Record excerpts
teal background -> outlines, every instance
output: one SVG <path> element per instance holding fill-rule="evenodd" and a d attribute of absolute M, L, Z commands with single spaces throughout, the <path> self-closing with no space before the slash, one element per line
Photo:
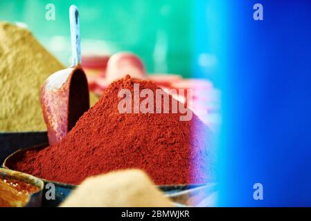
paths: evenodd
<path fill-rule="evenodd" d="M 35 36 L 66 66 L 71 55 L 69 8 L 80 15 L 82 54 L 130 50 L 149 73 L 190 77 L 193 54 L 193 2 L 190 0 L 0 1 L 0 20 L 26 23 Z M 55 20 L 46 19 L 46 5 Z"/>

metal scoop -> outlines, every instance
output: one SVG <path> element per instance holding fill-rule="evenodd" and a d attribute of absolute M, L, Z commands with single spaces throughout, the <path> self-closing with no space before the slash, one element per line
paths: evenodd
<path fill-rule="evenodd" d="M 87 79 L 80 66 L 79 13 L 69 8 L 72 48 L 71 67 L 51 75 L 41 89 L 41 106 L 48 131 L 48 142 L 58 142 L 89 108 Z"/>

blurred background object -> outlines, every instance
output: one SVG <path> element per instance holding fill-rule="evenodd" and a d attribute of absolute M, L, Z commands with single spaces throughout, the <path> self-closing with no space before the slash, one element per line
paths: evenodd
<path fill-rule="evenodd" d="M 68 8 L 75 4 L 80 12 L 82 66 L 91 92 L 100 95 L 111 82 L 106 78 L 110 56 L 121 51 L 131 52 L 141 59 L 146 74 L 157 75 L 153 79 L 157 79 L 159 86 L 168 89 L 177 88 L 181 83 L 183 88 L 195 89 L 193 110 L 216 131 L 220 123 L 220 93 L 216 89 L 215 79 L 220 70 L 217 50 L 221 47 L 218 40 L 221 32 L 217 21 L 206 23 L 208 17 L 217 12 L 202 8 L 208 1 L 2 1 L 0 20 L 27 26 L 52 54 L 69 66 Z M 55 17 L 47 19 L 51 4 L 55 6 Z M 133 70 L 130 66 L 123 69 L 126 68 Z M 181 82 L 182 78 L 177 81 L 168 77 L 170 73 L 199 78 L 204 84 L 213 86 L 200 86 L 199 90 L 194 81 Z"/>
<path fill-rule="evenodd" d="M 46 6 L 55 6 L 55 20 Z M 128 50 L 142 57 L 149 73 L 191 75 L 193 3 L 185 1 L 12 0 L 0 2 L 0 20 L 22 21 L 68 66 L 68 8 L 80 10 L 83 54 L 112 55 Z"/>

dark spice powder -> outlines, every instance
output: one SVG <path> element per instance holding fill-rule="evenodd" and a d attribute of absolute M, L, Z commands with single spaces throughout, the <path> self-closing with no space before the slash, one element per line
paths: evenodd
<path fill-rule="evenodd" d="M 127 75 L 112 83 L 59 143 L 26 152 L 13 169 L 73 184 L 129 168 L 144 170 L 157 184 L 211 181 L 209 128 L 194 114 L 183 122 L 180 113 L 119 113 L 118 93 L 127 88 L 133 94 L 134 83 L 153 90 L 155 100 L 157 86 Z"/>

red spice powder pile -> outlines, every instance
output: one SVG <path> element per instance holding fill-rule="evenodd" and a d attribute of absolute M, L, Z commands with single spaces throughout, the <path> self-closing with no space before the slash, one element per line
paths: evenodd
<path fill-rule="evenodd" d="M 157 184 L 211 181 L 209 128 L 194 114 L 190 121 L 183 122 L 180 113 L 170 111 L 119 113 L 118 93 L 127 88 L 133 95 L 134 83 L 139 84 L 141 91 L 153 90 L 155 101 L 159 88 L 127 75 L 112 83 L 59 143 L 26 152 L 13 169 L 73 184 L 89 176 L 129 168 L 144 170 Z"/>

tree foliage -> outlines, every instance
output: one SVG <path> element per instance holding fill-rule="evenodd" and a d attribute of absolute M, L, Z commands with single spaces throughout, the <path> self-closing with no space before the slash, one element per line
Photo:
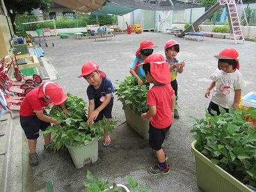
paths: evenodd
<path fill-rule="evenodd" d="M 15 33 L 16 33 L 15 21 L 17 14 L 31 13 L 33 9 L 38 8 L 48 12 L 51 6 L 51 0 L 4 0 L 4 2 Z"/>

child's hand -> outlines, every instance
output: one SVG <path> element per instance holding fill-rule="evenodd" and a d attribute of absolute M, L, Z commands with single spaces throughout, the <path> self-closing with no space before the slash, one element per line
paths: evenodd
<path fill-rule="evenodd" d="M 239 106 L 239 103 L 238 102 L 234 102 L 234 108 L 236 109 L 236 108 L 237 108 L 238 109 L 238 106 Z"/>
<path fill-rule="evenodd" d="M 184 67 L 184 66 L 185 66 L 184 61 L 182 61 L 181 63 L 180 63 L 180 67 Z"/>
<path fill-rule="evenodd" d="M 175 66 L 175 68 L 179 68 L 180 66 L 179 63 L 175 63 L 173 65 Z"/>
<path fill-rule="evenodd" d="M 142 81 L 142 80 L 140 79 L 140 78 L 138 78 L 137 81 L 138 81 L 138 84 L 139 84 L 139 85 L 143 85 L 143 81 Z"/>
<path fill-rule="evenodd" d="M 62 111 L 63 111 L 64 114 L 67 116 L 68 115 L 68 113 L 69 112 L 68 110 L 67 109 L 63 109 Z"/>
<path fill-rule="evenodd" d="M 99 115 L 99 112 L 96 109 L 94 110 L 91 115 L 89 116 L 88 120 L 87 120 L 87 124 L 90 126 L 92 124 L 92 122 L 96 120 L 97 117 Z"/>
<path fill-rule="evenodd" d="M 210 96 L 210 93 L 211 93 L 211 90 L 209 90 L 209 89 L 207 89 L 207 90 L 206 90 L 206 92 L 205 92 L 205 94 L 204 95 L 204 96 L 205 96 L 206 98 L 208 98 L 208 97 Z"/>
<path fill-rule="evenodd" d="M 55 124 L 56 124 L 57 125 L 60 125 L 60 122 L 59 122 L 58 120 L 56 120 L 56 122 L 54 122 Z"/>
<path fill-rule="evenodd" d="M 142 113 L 141 115 L 140 116 L 141 118 L 142 119 L 143 121 L 145 121 L 147 119 L 147 113 Z"/>

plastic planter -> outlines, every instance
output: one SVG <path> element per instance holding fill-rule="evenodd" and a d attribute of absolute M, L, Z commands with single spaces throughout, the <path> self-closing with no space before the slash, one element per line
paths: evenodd
<path fill-rule="evenodd" d="M 77 169 L 98 160 L 98 140 L 95 138 L 92 139 L 92 141 L 85 141 L 84 145 L 72 147 L 67 145 L 66 147 Z"/>
<path fill-rule="evenodd" d="M 149 120 L 143 122 L 140 116 L 135 113 L 135 110 L 126 108 L 124 109 L 126 122 L 144 139 L 148 140 Z"/>
<path fill-rule="evenodd" d="M 195 156 L 197 184 L 207 192 L 252 192 L 242 182 L 214 164 L 196 149 L 195 141 L 191 150 Z"/>

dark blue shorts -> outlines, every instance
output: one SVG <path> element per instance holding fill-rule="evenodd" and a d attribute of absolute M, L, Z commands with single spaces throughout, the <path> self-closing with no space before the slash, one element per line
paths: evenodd
<path fill-rule="evenodd" d="M 228 109 L 227 108 L 223 108 L 227 113 L 228 113 Z M 211 101 L 210 104 L 209 104 L 209 107 L 207 109 L 207 111 L 209 112 L 209 113 L 211 115 L 211 116 L 214 116 L 214 115 L 213 115 L 212 113 L 211 113 L 211 111 L 213 110 L 217 112 L 217 115 L 220 115 L 220 111 L 219 109 L 219 105 L 214 103 L 213 102 Z"/>
<path fill-rule="evenodd" d="M 171 125 L 170 125 L 164 129 L 157 129 L 152 125 L 151 122 L 149 122 L 148 141 L 149 145 L 154 150 L 159 150 L 162 148 L 165 136 L 170 127 L 171 127 Z"/>
<path fill-rule="evenodd" d="M 44 115 L 47 115 L 44 111 Z M 36 115 L 20 116 L 20 122 L 28 140 L 36 140 L 39 137 L 39 131 L 45 131 L 50 123 L 40 120 Z"/>
<path fill-rule="evenodd" d="M 96 105 L 94 108 L 94 110 L 99 108 L 100 106 Z M 112 118 L 112 108 L 113 105 L 107 105 L 105 108 L 103 109 L 99 113 L 98 116 L 97 117 L 96 120 L 95 120 L 95 122 L 99 122 L 103 119 L 103 115 L 105 116 L 106 118 Z"/>

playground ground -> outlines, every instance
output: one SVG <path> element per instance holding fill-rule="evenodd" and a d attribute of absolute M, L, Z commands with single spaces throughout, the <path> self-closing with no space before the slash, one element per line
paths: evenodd
<path fill-rule="evenodd" d="M 143 40 L 150 40 L 158 46 L 154 52 L 164 53 L 166 42 L 175 39 L 180 44 L 177 57 L 186 60 L 184 72 L 179 74 L 179 105 L 180 118 L 175 119 L 170 135 L 164 141 L 170 164 L 168 175 L 153 176 L 147 168 L 157 163 L 152 154 L 148 142 L 142 138 L 125 123 L 122 104 L 116 100 L 113 110 L 113 120 L 118 122 L 116 129 L 111 135 L 112 142 L 104 147 L 99 141 L 99 159 L 93 164 L 76 169 L 68 151 L 62 149 L 57 153 L 47 154 L 43 150 L 43 140 L 38 140 L 37 152 L 40 163 L 31 167 L 28 163 L 27 140 L 19 124 L 19 113 L 2 111 L 0 149 L 7 153 L 0 156 L 1 182 L 0 191 L 81 191 L 85 189 L 87 170 L 97 177 L 108 179 L 129 187 L 125 176 L 134 179 L 139 184 L 145 183 L 152 191 L 202 191 L 196 184 L 195 157 L 190 152 L 194 139 L 189 129 L 193 122 L 189 115 L 204 117 L 209 100 L 204 94 L 211 81 L 209 76 L 217 67 L 213 57 L 225 48 L 236 49 L 239 53 L 241 69 L 246 84 L 242 95 L 255 91 L 255 42 L 246 41 L 236 45 L 234 40 L 206 37 L 204 41 L 175 37 L 173 35 L 152 32 L 141 34 L 119 34 L 106 38 L 77 39 L 51 36 L 47 40 L 54 47 L 42 45 L 44 57 L 40 59 L 40 72 L 45 80 L 59 83 L 65 93 L 71 93 L 88 100 L 87 82 L 77 77 L 81 66 L 87 61 L 97 63 L 114 84 L 129 76 L 129 66 L 134 54 Z M 38 42 L 36 42 L 38 43 Z"/>

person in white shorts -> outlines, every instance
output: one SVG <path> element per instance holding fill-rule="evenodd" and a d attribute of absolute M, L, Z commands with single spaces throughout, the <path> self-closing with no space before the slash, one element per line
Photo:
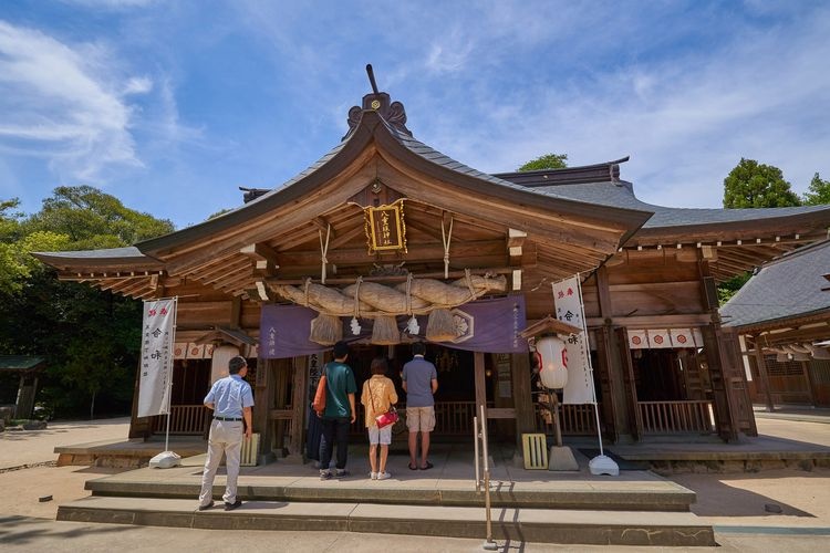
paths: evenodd
<path fill-rule="evenodd" d="M 369 429 L 369 465 L 372 480 L 386 480 L 392 474 L 386 471 L 386 458 L 392 444 L 392 425 L 377 428 L 375 417 L 390 410 L 397 403 L 394 383 L 386 377 L 388 365 L 383 357 L 372 359 L 372 377 L 363 383 L 361 404 L 365 407 L 366 429 Z M 377 446 L 381 446 L 381 459 L 377 459 Z"/>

What to work on
Omit the pictures, and please restate word for word the lines running from the line with "playground ground -> outlines, every instance" to the end of the entries.

The completed task
playground ground -> outlines, every instance
output: one SVG <path> element per instance holding fill-rule="evenodd" and a d attribute of absolute M, L, Z commands with single spaces throughout, the <path> self-closing with no space before the slash, one element per line
paths: evenodd
<path fill-rule="evenodd" d="M 143 40 L 150 40 L 158 46 L 154 52 L 164 53 L 166 42 L 175 39 L 180 44 L 177 57 L 186 60 L 184 72 L 179 74 L 179 105 L 180 118 L 175 119 L 170 135 L 164 141 L 170 164 L 168 175 L 153 176 L 147 168 L 157 163 L 152 154 L 148 142 L 142 138 L 125 123 L 122 104 L 116 100 L 113 110 L 113 120 L 118 122 L 116 129 L 111 135 L 112 142 L 104 147 L 99 141 L 99 159 L 93 164 L 76 169 L 68 151 L 62 149 L 57 153 L 47 154 L 43 150 L 43 140 L 38 140 L 37 152 L 40 163 L 31 167 L 28 163 L 27 140 L 19 124 L 19 113 L 2 111 L 0 149 L 7 153 L 0 156 L 1 182 L 0 191 L 81 191 L 85 189 L 87 170 L 97 177 L 108 179 L 129 187 L 125 176 L 134 179 L 139 184 L 145 183 L 152 191 L 202 191 L 196 184 L 195 157 L 190 152 L 194 139 L 189 129 L 193 122 L 189 115 L 204 117 L 209 100 L 204 94 L 211 81 L 209 76 L 217 67 L 213 57 L 225 48 L 236 49 L 239 53 L 241 69 L 246 84 L 242 95 L 255 91 L 255 42 L 246 41 L 236 45 L 234 40 L 206 37 L 204 41 L 175 37 L 173 35 L 152 32 L 141 34 L 119 34 L 106 38 L 77 39 L 51 36 L 47 40 L 54 47 L 42 45 L 44 57 L 40 59 L 40 72 L 45 80 L 59 83 L 65 93 L 71 93 L 88 100 L 87 82 L 77 77 L 81 66 L 87 61 L 97 63 L 114 84 L 129 76 L 129 66 L 134 54 Z M 38 42 L 36 42 L 38 43 Z"/>

person in white shorts -> outlines, every instance
output: one SVG <path> element per instance holding fill-rule="evenodd" and a d attribute of absolute M, L, Z commands with single spaces throughout, the <path> self-closing with no space before the slash, one element per line
Photo:
paths: evenodd
<path fill-rule="evenodd" d="M 369 429 L 369 465 L 372 480 L 386 480 L 392 474 L 386 471 L 386 458 L 392 444 L 392 425 L 377 428 L 375 417 L 390 410 L 397 403 L 394 383 L 386 377 L 388 365 L 383 357 L 372 359 L 372 377 L 363 383 L 361 404 L 365 407 L 366 429 Z M 377 446 L 381 446 L 381 459 L 377 459 Z"/>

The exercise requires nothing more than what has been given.